[Selected passage — start]

What is an HR Audit and When Do You Need One?

Policy manual

One critical, yet often overlooked, function of human resources (HR) is regular audits.  Depending upon the type of business, audits can be anywhere from important to critically essential.  At a minimum, audits are important to every business; for businesses working with the US government, those audits can be critically essential and can be the difference between winning or losing government contracts.  Additionally, audits can help ward off fines and violations, such as non-compliance with labor posting requirements, failure to secure I9 information on new hires and failure to comply with the Fair Labor Standards Act (FLSA).  Audits are also an excellent way to identify where gaps occur so that processes for improvement can be implemented.  Following are key areas for HR audits, which are recommended on an annual basis.

Company policies and procedures – Typically, company policies and procedures are documented by way of an employee handbook.  Throughout the year, policies may change, so completing an in-depth annual review of the handbook is important to catch changes to policies and procedures such as time reporting, disciplinary procedures, lunch breaks, holiday schedules, etc.  When employee handbooks are not maintained, it can leave areas of vulnerability where policy and practice are inconsistent.

Hiring practices – There is much documentation that is maintained as part of the recruiting process.  Ensuring that the proper documentation is in place throughout the process will ensure that when the information is needed, in the case of an external audit or for reporting purposes (such as EEO), everything is at hand.  Important documentation that should be audited includes:

  • I9 forms – These are required for every new hire. I9 forms must be completed and signed by both the employee and reviewing party and placed in an employee’s file.  It is recommended that all new hire files be audited for I9 forms at least every six months to ensure compliance.
  • Applications, notes from interviews, EEO data – Employment applications as well as notes from interviews should be kept for each position that has been recruited. In the event of an external audit by the government, the organization will be asked to procedure EEO data showing the number of people who applied for each position, name of candidate and all available EEO data on the candidate.  External audits occur to ensure that there are no discriminatory hiring practices in place.  Companies should be able to show for each job who applied for the job, the date they applied, the source of the hire, disposition of candidate, name, race, sex, military status (where these things are available).  External audits will also look to review employment files to ensure that applications are documented.  Depending on the level of recruiting, it is recommended that files be audited quarterly or every six months at the most.

Note that many companies use Applicant Tracking Systems (ATS) which maintain much of the front-end information on applicants.  In these cases, running reports every six months to ensure that all data is being captures is sufficient.

[Selected passage — finish]
[Data section — start]

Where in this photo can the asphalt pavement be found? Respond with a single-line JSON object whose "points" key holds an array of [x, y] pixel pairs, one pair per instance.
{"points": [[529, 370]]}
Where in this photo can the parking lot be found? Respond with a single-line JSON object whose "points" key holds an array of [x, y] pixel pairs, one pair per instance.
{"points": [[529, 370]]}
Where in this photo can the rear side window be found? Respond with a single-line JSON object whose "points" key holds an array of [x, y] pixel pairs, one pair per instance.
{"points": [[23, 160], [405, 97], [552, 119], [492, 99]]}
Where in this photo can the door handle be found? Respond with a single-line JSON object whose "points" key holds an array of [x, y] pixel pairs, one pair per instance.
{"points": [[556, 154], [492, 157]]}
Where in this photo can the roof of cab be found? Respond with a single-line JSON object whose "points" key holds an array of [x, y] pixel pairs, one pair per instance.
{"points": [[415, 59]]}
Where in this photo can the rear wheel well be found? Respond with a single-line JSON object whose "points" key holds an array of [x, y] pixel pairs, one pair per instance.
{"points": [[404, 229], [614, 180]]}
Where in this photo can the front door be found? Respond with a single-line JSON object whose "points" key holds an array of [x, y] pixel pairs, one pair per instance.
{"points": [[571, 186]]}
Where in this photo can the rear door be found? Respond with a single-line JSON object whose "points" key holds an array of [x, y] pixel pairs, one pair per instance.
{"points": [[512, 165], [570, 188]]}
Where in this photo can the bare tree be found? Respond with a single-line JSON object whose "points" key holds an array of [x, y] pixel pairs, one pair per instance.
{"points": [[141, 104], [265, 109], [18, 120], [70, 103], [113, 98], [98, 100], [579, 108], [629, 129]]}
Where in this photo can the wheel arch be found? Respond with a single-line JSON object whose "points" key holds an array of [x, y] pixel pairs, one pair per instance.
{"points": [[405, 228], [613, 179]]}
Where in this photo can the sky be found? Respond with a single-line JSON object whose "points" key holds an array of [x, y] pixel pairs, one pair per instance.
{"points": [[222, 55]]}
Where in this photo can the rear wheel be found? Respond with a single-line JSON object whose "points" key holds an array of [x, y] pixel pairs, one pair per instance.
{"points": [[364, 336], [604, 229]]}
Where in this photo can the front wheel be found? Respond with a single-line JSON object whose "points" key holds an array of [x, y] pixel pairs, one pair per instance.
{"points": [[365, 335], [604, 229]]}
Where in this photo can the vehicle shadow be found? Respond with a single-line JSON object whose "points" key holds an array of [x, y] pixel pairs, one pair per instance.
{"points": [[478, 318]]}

[Data section — finish]

» **Explore the material**:
• a. Answer these questions from the article on HR audits:
(i) How often are audits of the key HR areas recommended?
(ii) At minimum, how often should new hire files be audited for I9 forms?
(iii) What do external audits of hiring documentation aim to ensure?
• b. Write the next part of the article on HR audits, starting after its final sentence about Applicant Tracking Systems.

» **Activity answers**:
• a.
(i) The audits are recommended annually.
(ii) New hire files should be audited for I9 forms at least every six months.
(iii) External audits aim to ensure that no discriminatory hiring practices are in place.

• b.
Employment, benefit and medical files – These are more important for internal tracking purposes and ensures that every employee has appropriate documentation relative to benefit enrollment, beneficiary designations, 401K sign-up, etc.  It is recommended that all files be inspected at least once a year to ensure that the proper information is in the proper file.  It is advisable that medical information be kept in a file separate from the employment file, at least in the case where private health-related information is maintained, such as in disability claims, sick leaves, return to work slips, etc.

  • Standard employment file contents:
    • Application, resume
    • I9
    • Job title, job number, FLSA classification, manager designation, department name and number, etc.
    • Standard company-required hiring forms such as confidentiality agreements.
    • Performance evaluations
    • Documentation of pay increases/decreases with dates and reasons
    • Emergency contact information
    • Termination paperwork
    • Hire and termination checklists
    • Disciplinary letters and employee rebuttals
  • Standard benefit file contents:
    • Benefit enrollment forms
    • Beneficiary designations and change forms
    • 401K forms
  • Medical files:
    • Documentation relative to employee sicknesses, return to work slips, disability information from doctors, etc.

Compensation – It is common practice today for companies to maintain compensation related information in an HRIS system which are linked to payroll systems.  In this case, annual data audits are sufficient.  Compensation files include the following information:

  • Dates and reasons for all pay increases/decreases
  • Proper classification of employees by exempt and non-exempt to ensure proper pay for overtime
  • Pay deduction information
  • Details on bonuses, incentives and other pay categories
  • Time reporting details that support proper pay

Compliance – There are several standard audits that should take place annually as part of federal and state compliance.  Thing to audit include:

  • Ensure that all federal, state and local labor compliance posters are displayed in prominent, easily accessible locations to all employees.
  • Ensure that proper safety and related training records are up-to-date date for every employee.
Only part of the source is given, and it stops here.